Saved entries:
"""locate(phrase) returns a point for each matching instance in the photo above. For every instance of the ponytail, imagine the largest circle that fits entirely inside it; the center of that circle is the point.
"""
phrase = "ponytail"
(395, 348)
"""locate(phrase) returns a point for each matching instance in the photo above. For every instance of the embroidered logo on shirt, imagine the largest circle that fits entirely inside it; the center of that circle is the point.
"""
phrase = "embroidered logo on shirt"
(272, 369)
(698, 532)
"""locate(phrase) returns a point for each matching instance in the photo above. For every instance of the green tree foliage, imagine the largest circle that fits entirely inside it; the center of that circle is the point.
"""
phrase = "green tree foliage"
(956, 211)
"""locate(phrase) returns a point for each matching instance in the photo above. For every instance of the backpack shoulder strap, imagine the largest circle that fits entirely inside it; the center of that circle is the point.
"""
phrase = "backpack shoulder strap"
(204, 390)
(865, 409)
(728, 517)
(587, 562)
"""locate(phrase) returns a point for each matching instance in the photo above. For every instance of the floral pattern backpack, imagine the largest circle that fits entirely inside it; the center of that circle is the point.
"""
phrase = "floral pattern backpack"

## WORK TASK
Repeat every entry word for word.

## TASK RESULT
"""locate(phrase) returns a point for each matching instance in the photo above. For every instance of the ponytail, imagine the largest circle that fits entirely inside it; the center of that circle is the point.
"""
phrase = "ponytail"
(395, 348)
"""locate(phrase) returns a point for each matching instance in the photo above. For every instance of the embroidered logo on shirt, imagine the largest circle that fits entirely inside it; the center of that circle is the point.
"""
phrase = "embroidered logo on shirt"
(272, 369)
(698, 532)
"""locate(phrase) returns a point for each matching instance in the photo above. For every instance of the green tree foliage, imagine the largest circle that fits entirely inside it; the center of that circle is the point.
"""
phrase = "green tree foliage"
(956, 211)
"""locate(phrase) returns a point for each matching instance in the photo above. For every instance of the backpack shoulder strap, imagine the largest circle that fits entirely inside it; the center of that circle is the point.
"""
phrase = "backpack shoulder strap"
(204, 390)
(865, 409)
(728, 517)
(587, 562)
"""locate(phrase) returns a point for each matching instance in the photo above. For every instance of the floral pattern backpack, imagine the largest circle that fits entirely inside it; the center of that circle is the point.
"""
phrase = "floral pattern backpack"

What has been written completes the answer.